DESAFIOS PROPOSTOS -
1. Responda com base no trecho fornecido:
(a) Segundo o trecho, o estagiário é mais, e além, do quê?
(b) Em que se propõe transformar a atividade de "dar aulas"?
(c) Como o trecho caracteriza o professor?
2. Transcreva, sem qualquer alteração, a parte do trecho fornecido que começa em "Esses deverão também" e termina em "classe de profissionais.".

***** TRECHO FORNECIDO

Esses deverão também estar atentos a sua postura, adotando atitudes transformadoras e não conformistas dentro das organizações, posto que educam pelo modelo, como já foi mencionado. E principalmente devem perseguir a prevenção e manutenção da qualidade de vida dos trabalhadores. Devem lembrar que, mais, e além de uma "mão-de-obra barata" , o estagiário, em breve, influenciará (sistemicamente) o mercado de trabalho do qual fazemos parte: reproduzindo o modelo positivo ou negativo no qual foram treinados; passando credibilidade ou descrença nas possibilidades de atuação do psicólogo nas organizações de trabalho; contribuindo com a abertura ou fechamento do mercado para a atuação de toda uma classe de profissionais.
Ao professor- formador primário de novos profissionais e, portanto, um modelo educacional comumente mais marcante- propomos que redimensionem seus cargos dando-lhes uma dimensão mais contingencial:
• Transformar a atividade de "dar aulas" em "garantir o aprendizado dos alunos" os levaria à busca das técnicas mais adequadas ao aprendizado dos alunos, em ambiente ausente de medos e distanciamento professor-aluno. A relação ensino-aprendizagem se transformaria da idéia de que o professor detém todo o saber e, portanto, é o responsável pela passagem de informações, para uma preocupação real com o aprendizado do aluno, permitindo-lhe opiniões pessoais que indicam a transformação obtida com a aquisição dos novos conhecimentos.

**********
***** DADOS FORNECIDOS

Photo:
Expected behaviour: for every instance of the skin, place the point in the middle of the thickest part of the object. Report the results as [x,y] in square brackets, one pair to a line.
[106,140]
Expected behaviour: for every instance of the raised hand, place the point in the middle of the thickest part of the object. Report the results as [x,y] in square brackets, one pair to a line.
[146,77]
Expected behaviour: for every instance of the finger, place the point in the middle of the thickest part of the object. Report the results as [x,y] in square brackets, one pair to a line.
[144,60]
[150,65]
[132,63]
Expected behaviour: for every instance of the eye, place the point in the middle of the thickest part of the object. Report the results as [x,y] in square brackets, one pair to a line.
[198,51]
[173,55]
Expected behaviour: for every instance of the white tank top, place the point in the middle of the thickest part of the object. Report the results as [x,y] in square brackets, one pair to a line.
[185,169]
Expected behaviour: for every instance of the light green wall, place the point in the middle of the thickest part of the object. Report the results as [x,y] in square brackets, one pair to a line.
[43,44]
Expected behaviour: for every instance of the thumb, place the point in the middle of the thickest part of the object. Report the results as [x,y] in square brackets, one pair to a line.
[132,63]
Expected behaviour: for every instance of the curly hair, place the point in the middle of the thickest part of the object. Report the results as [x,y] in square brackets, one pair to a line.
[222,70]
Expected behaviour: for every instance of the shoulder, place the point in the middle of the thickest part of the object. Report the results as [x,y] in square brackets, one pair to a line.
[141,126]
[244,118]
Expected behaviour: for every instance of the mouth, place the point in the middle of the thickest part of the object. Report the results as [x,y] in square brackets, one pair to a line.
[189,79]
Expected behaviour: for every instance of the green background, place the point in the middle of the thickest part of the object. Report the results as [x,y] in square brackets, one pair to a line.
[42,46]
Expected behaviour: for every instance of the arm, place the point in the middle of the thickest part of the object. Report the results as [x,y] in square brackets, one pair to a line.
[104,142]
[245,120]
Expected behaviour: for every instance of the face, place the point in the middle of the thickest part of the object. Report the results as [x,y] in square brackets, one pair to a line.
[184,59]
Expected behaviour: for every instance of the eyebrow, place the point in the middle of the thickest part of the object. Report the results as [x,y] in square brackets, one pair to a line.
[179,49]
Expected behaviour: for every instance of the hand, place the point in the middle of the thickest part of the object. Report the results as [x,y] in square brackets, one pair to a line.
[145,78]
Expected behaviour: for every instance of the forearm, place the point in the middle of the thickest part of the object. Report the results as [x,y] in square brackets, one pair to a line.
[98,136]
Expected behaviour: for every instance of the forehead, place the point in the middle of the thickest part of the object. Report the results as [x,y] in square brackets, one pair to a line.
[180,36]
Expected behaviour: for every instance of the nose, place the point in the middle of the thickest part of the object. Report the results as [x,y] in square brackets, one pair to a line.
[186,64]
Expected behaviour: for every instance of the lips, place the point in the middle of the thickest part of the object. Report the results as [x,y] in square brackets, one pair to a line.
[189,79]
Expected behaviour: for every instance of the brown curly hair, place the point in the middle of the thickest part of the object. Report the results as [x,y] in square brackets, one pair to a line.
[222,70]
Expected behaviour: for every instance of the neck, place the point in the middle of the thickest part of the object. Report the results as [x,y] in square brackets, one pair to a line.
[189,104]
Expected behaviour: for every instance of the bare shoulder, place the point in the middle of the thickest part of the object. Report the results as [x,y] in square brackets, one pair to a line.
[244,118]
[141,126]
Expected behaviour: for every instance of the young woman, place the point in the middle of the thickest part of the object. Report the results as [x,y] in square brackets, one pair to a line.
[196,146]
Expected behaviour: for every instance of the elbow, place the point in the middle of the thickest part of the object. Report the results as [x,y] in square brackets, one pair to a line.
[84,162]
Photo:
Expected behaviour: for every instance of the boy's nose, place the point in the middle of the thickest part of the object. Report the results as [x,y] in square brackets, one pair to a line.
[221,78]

**********

RESULTADOS DAS TAREFAS -
1.
(a) De uma "mão-de-obra barata".
(b) Em "garantir o aprendizado dos alunos".
(c) Como formador primário de novos profissionais e, portanto, um modelo educacional comumente mais marcante.

2.
Esses deverão também estar atentos a sua postura, adotando atitudes transformadoras e não conformistas dentro das organizações, posto que educam pelo modelo, como já foi mencionado. E principalmente devem perseguir a prevenção e manutenção da qualidade de vida dos trabalhadores. Devem lembrar que, mais, e além de uma "mão-de-obra barata" , o estagiário, em breve, influenciará (sistemicamente) o mercado de trabalho do qual fazemos parte: reproduzindo o modelo positivo ou negativo no qual foram treinados; passando credibilidade ou descrença nas possibilidades de atuação do psicólogo nas organizações de trabalho; contribuindo com a abertura ou fechamento do mercado para a atuação de toda uma classe de profissionais.